*** EXERCISE TEXT Section Begins ***
Cloud security vendor Skyhawk has unveiled a new benchmark for evaluating the ability of generative AI large language models (LLMs) to identify and score cybersecurity threats within cloud logs and telemetries. The free resource analyzes the performance of ChatGPT, Google BARD, Anthropic Claude, and other LLAMA2-based open LLMs to see how accurately they predict the maliciousness of an attack sequence, according to the firm.
Generative AI chatbots and LLMs can be a double-edged sword from a risk perspective, but with proper use, they can help improve an organization’s cybersecurity in key ways. Among these is their potential to identify and dissect potential security threats faster and in higher volumes than human security analysts.
LLM cyberthreat predictions rated in three ways
“The importance of swiftly and effectively detecting cloud security threats cannot be overstated. We firmly believe that harnessing generative AI can greatly benefit security teams in that regard, however, not all LLMs are created equal,” said Amir Shachar, director of AI and research at Skyhawk.
*** EXERCISE TEXT Section Ends ***
** WHAT TO DO **
(1) List the large language models that the article on Skyhawk's LLM benchmark names in its first paragraph as analyzed by the free resource.
(2) In the article on Skyhawk's LLM benchmark, please rewrite the passage starting at "Cloud security vendor" and ending at "human security analysts.", substituting "test" for "benchmark".
(3) Continue the article on Skyhawk's LLM benchmark, picking up after its final sentence.
*** EXCERPTED DATA Section Begins ***
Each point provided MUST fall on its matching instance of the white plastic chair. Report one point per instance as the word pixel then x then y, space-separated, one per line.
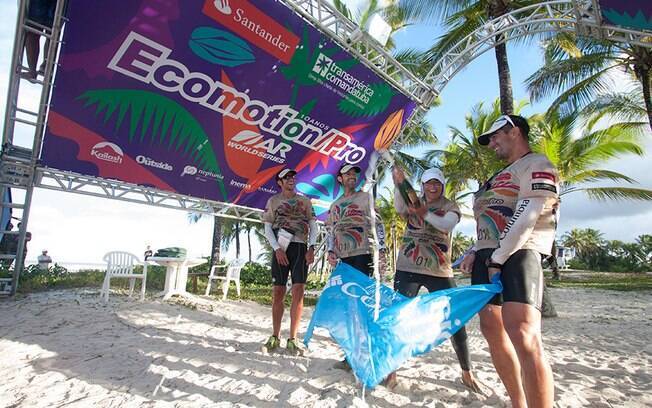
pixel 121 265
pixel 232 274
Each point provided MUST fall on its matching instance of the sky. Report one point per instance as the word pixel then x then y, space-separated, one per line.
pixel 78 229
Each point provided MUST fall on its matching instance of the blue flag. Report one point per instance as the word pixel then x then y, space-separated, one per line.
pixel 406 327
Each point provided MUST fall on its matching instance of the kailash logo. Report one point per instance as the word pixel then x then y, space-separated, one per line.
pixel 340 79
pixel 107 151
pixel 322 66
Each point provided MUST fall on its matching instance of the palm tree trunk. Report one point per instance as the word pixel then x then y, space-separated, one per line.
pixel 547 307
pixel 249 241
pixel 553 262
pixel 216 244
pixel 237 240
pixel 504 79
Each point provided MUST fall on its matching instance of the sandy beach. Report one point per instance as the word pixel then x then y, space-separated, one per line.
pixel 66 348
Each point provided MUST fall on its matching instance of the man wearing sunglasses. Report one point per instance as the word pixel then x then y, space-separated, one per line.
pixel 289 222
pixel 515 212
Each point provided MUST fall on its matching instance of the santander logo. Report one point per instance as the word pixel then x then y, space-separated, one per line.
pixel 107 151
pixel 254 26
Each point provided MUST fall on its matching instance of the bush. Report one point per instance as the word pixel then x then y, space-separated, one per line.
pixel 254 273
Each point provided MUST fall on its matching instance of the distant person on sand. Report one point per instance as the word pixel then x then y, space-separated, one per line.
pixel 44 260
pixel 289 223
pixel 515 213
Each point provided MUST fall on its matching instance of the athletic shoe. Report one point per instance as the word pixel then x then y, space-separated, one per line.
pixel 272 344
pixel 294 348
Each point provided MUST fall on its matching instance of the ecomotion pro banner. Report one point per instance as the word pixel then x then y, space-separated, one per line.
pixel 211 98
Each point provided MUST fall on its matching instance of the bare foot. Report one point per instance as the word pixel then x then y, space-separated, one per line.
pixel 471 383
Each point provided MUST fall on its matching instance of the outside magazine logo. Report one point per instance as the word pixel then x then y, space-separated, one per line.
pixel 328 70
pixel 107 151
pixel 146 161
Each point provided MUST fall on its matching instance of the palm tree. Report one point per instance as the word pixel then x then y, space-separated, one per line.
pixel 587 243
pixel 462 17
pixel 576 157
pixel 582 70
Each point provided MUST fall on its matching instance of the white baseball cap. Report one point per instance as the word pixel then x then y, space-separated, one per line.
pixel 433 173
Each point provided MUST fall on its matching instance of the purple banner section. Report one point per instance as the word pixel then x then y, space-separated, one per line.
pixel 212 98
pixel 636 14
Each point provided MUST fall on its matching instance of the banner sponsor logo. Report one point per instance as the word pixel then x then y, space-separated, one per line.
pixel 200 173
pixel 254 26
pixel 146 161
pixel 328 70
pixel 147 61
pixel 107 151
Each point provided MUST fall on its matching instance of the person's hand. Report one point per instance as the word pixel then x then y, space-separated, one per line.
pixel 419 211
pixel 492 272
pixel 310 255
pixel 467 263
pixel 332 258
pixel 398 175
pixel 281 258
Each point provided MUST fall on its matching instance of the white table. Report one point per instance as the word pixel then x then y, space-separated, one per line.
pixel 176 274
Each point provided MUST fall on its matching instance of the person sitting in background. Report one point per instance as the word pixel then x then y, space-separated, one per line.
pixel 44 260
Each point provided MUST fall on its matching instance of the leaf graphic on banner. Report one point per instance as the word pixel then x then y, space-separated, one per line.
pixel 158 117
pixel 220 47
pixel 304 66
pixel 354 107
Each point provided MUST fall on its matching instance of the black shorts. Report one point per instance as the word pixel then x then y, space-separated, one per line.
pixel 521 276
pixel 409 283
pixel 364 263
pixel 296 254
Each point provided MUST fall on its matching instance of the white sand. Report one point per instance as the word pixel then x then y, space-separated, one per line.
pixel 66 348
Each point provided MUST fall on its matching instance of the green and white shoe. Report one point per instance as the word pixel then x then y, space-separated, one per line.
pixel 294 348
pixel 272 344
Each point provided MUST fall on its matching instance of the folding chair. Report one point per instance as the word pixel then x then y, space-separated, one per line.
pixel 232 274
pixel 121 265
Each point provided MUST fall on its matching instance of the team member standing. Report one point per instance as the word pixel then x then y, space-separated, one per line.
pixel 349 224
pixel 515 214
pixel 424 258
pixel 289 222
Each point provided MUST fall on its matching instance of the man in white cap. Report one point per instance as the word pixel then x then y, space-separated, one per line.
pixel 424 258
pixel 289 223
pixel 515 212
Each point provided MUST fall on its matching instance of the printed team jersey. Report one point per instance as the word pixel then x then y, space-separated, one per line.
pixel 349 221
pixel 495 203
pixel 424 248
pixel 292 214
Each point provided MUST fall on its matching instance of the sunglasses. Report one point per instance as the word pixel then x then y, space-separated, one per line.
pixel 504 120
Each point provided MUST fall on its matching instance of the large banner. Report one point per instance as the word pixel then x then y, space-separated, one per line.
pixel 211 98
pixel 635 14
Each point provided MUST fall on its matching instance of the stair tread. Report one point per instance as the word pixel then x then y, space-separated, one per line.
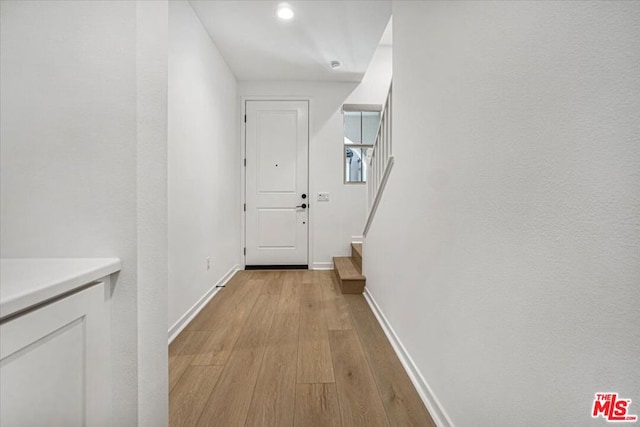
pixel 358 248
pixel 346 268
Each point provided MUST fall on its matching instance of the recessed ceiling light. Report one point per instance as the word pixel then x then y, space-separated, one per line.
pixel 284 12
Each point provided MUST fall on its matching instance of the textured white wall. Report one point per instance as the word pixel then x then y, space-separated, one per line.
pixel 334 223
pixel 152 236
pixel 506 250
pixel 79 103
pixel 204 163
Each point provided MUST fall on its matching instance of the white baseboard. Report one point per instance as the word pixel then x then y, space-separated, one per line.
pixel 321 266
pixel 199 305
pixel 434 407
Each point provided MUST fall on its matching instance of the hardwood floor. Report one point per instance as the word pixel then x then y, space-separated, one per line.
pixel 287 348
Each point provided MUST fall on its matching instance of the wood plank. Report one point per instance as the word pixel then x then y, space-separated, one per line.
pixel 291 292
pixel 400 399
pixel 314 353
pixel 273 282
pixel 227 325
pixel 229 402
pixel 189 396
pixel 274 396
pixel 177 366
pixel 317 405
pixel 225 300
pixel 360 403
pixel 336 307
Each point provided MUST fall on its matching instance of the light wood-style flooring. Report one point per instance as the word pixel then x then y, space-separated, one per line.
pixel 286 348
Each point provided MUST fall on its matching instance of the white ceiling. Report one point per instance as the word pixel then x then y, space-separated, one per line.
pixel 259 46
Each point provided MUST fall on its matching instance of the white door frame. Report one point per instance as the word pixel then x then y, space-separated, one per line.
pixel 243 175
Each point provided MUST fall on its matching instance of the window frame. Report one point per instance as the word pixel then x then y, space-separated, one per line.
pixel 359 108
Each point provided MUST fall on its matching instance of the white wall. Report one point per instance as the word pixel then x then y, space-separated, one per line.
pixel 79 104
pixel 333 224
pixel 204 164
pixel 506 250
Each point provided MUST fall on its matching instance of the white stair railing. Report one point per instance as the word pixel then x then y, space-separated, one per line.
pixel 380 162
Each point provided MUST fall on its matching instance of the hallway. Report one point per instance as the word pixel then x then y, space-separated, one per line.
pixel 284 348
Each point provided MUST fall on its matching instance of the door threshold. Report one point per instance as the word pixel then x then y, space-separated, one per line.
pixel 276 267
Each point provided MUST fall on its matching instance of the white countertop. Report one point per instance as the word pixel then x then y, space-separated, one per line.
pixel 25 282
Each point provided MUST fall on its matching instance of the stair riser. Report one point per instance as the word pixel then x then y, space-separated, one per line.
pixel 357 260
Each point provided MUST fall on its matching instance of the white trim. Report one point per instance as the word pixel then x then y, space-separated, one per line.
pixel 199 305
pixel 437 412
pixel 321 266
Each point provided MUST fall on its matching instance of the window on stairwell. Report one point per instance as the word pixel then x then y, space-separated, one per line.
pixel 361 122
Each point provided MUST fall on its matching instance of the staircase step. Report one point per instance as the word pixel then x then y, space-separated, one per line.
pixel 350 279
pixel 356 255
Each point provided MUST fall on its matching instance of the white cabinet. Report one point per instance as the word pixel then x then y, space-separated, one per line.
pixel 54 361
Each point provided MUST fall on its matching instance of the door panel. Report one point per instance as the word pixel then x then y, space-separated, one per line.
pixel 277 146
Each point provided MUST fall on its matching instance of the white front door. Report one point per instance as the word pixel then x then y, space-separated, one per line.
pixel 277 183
*** EXCERPTED DATA Section Ends ***
*** EXCERPTED DATA Section Begins ***
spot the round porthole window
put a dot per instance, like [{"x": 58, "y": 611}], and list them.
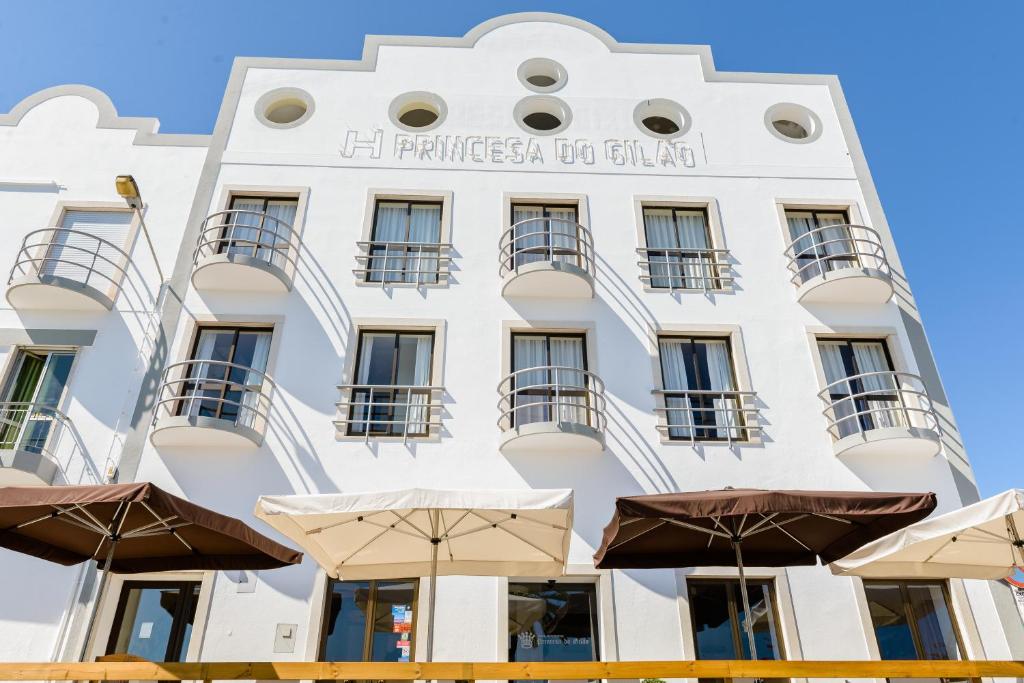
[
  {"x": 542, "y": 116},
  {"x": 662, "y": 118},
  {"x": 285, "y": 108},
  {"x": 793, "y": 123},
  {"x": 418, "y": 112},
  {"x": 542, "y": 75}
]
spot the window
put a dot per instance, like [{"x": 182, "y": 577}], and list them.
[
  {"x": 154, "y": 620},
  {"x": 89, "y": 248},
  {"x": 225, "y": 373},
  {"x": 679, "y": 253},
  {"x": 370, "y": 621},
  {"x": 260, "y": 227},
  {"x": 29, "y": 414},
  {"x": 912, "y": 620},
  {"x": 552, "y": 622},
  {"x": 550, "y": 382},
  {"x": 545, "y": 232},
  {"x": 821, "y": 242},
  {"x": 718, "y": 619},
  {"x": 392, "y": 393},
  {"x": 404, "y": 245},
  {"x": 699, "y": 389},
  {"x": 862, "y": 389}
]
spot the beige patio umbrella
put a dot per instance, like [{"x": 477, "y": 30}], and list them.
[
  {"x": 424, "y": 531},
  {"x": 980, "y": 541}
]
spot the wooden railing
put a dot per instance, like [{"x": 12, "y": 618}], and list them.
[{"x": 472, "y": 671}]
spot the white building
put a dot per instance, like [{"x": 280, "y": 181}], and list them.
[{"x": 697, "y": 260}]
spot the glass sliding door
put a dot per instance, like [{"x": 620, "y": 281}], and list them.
*** EXCERPTED DATA Section Ends ***
** RESPONSES BY TASK **
(1)
ChatGPT
Google BARD
Anthropic Claude
other LLAMA2-based open LLMs

(2)
Cloud security vendor Skyhawk has unveiled a new test for evaluating the ability of generative AI large language models (LLMs) to identify and score cybersecurity threats within cloud logs and telemetries. The free resource analyzes the performance of ChatGPT, Google BARD, Anthropic Claude, and other LLAMA2-based open LLMs to see how accurately they predict the maliciousness of an attack sequence, according to the firm.
Generative AI chatbots and LLMs can be a double-edged sword from a risk perspective, but with proper use, they can help improve an organization’s cybersecurity in key ways. Among these is their potential to identify and dissect potential security threats faster and in higher volumes than human security analysts.

(3)
Skyhawk’s benchmark model tests LLM output on an attack sequence extracted and created by the company’s machine-learning models, comparing/scoring it against a sample of hundreds of human-labeled sequences in three ways: precision, recall, and F1 score, Skyhawk said in a press release. The closer to “one” the scores, the more accurate the predictability of the LLM.
“We can’t disclose the specifics of the tagged flows used in the scoring process because we have to protect our customers and our secret sauce,” Shachar tells CSO. “Overall, though, our conclusion is that LLMs can be very powerful and effective in threat detection, if you use them wisely.”